● Given entries:
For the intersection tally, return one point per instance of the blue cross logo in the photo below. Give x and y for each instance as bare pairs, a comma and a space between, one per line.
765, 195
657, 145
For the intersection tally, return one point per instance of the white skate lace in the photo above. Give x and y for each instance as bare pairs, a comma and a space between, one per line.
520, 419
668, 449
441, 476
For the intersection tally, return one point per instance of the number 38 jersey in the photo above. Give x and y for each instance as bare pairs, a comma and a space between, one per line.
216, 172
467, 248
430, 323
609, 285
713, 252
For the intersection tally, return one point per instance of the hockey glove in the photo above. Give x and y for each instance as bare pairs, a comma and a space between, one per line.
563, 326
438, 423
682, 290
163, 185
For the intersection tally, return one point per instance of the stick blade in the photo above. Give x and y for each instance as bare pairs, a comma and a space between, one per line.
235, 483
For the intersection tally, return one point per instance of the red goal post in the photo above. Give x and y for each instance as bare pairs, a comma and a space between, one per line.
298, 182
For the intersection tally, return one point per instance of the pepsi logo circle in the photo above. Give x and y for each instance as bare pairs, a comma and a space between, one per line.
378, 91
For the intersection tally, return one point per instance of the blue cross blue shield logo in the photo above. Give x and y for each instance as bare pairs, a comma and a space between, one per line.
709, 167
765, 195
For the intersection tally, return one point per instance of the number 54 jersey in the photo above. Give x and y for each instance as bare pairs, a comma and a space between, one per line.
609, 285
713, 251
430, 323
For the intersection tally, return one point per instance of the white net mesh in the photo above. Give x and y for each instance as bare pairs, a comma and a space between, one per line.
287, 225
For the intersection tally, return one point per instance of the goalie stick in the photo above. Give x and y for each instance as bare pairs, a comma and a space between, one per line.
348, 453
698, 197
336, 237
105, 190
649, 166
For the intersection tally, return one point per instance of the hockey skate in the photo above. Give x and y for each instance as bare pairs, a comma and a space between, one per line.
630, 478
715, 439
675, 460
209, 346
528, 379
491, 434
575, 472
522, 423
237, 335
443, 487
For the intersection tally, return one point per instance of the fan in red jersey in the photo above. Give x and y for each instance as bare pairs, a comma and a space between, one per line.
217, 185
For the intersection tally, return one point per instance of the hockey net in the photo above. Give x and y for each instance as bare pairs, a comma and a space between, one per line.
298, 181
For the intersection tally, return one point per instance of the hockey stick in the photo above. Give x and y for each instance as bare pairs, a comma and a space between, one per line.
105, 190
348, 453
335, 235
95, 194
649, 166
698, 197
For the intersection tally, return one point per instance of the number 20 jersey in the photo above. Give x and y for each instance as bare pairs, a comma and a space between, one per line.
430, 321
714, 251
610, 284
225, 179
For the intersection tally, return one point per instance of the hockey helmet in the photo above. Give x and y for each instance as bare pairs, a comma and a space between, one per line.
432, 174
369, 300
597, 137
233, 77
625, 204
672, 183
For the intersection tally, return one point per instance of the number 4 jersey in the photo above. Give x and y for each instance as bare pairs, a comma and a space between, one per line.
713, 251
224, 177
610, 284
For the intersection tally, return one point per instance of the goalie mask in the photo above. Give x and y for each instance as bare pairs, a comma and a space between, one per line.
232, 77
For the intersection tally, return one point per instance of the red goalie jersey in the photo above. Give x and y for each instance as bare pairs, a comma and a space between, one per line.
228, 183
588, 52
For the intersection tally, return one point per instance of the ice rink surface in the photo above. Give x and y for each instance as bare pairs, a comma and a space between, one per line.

● Exercise goal: Rewrite all of the records above, swapping "intersection tally" for "crossing count" wherever it appears and leaving everything else unchanged.

● Task result:
For the crossing count, return one point per instance of the blue cross logo in the photo below. Give x and y for each instance as bare pairs, a comma and a space between, one per line.
765, 195
657, 145
For the crossing count, return one point per instance of the white skate lace in the photo above. Give x and y for each instance as bare pairs, a comma and a space between, one per line.
520, 419
668, 449
441, 476
For the crossing count, return one point per instance of the number 38 jersey in the photo above. Give x and y for each instance as bare pairs, a comma and a space between, one per line.
216, 172
467, 248
430, 323
609, 285
713, 252
For the crossing count, return one point per instance of the hockey glove in the photo above. Give x and y for each instance as bare pairs, a comma and a space between, one per line.
563, 326
438, 423
682, 290
163, 185
For the crossing count, return one point per instance of the stick blade in the photo above. Give x and y for each instance as bare pairs, a comma and a space between, one per line.
235, 483
For the crossing count, return one point per instance of the red goal post in the photo above. Give x and y for each instance as bare pairs, a comma and a space between, one per line.
298, 182
For the crossing count, return one point per instance of the pepsi logo circle in the photo above. Give x and y for each instance as bare pairs, a comma and a space between, one per line.
378, 91
For the crossing count, return one point per instance of the blue cross blue shield logo in the photo above. Give x and y for each instance as bare pairs, a comma and a space between, one per line.
709, 167
765, 195
For the crossing count, return one point per instance of the number 54 jersey in the photo above. Give x and y for each instance as bare pairs, a comma and a space between, one per line.
609, 285
713, 251
430, 323
For the crossing count, return one point per instance of the white net mesh in the photo above. Give x and y for each instance as bare pairs, a comma and a space between, one per line.
287, 225
For the crossing count, return one point per instance of the goalie stick in the photo above. Give x and y for each instance as bare pairs, a comma and a space between, one per line.
348, 453
698, 197
336, 237
105, 190
649, 166
For the crossing count, return one point per instance of the hockey skate in the photo above. Give x and y for each instance as bare pairs, a comma and a space between, one per line.
630, 478
715, 439
675, 460
209, 346
528, 379
491, 434
575, 472
522, 423
237, 335
443, 487
For the crossing count, return one point per instance of the fan in red jersey in the photo above. Give x and y for each instance as bare pairs, a comma and a space between, one per line.
217, 185
For the crossing count, return one point per instance of the hockey net in the photo above. Give x and y for each instance as bare pairs, a comma and a space between, one per line.
298, 181
For the crossing count, return one point per instance of the hockey stick in the photo above. Give x and y for each instance as bare pairs, a comma and a space between, one per line.
105, 190
348, 453
335, 235
95, 194
649, 166
698, 197
For the crossing count, return one point per instance of the number 20 jersey in the photo above. Give x and y for each instance as bare pairs, a comma and a space between, one per line.
430, 321
714, 251
610, 284
225, 179
For the crossing count, return one point per instance of the hockey helmet in the photo above. Give x and y for each instance as bare pairs, a comma and a space between, one per line.
432, 174
369, 300
597, 137
233, 77
625, 204
672, 183
For the crossing count, return one point per instance of the number 4 jersey in the photo above. Give x and y for each instance as bare pairs, a comma and a space between, one per line.
713, 251
224, 177
610, 284
For the crossing count, return one point per instance of the goalie mask in the photo above. Give x and y for each instance as bare pairs, a comma and a space between, one per line.
232, 77
For the crossing count, return one point per instance of the red goalie jersey in the photo above. Give x and y for each instance as bare pairs, a comma and a space between, one per line.
228, 183
588, 52
For the crossing count, return one point per instance of the ice rink surface in the photo above. Give x and y for each instance as bare pairs, a comma and a space between, one per line.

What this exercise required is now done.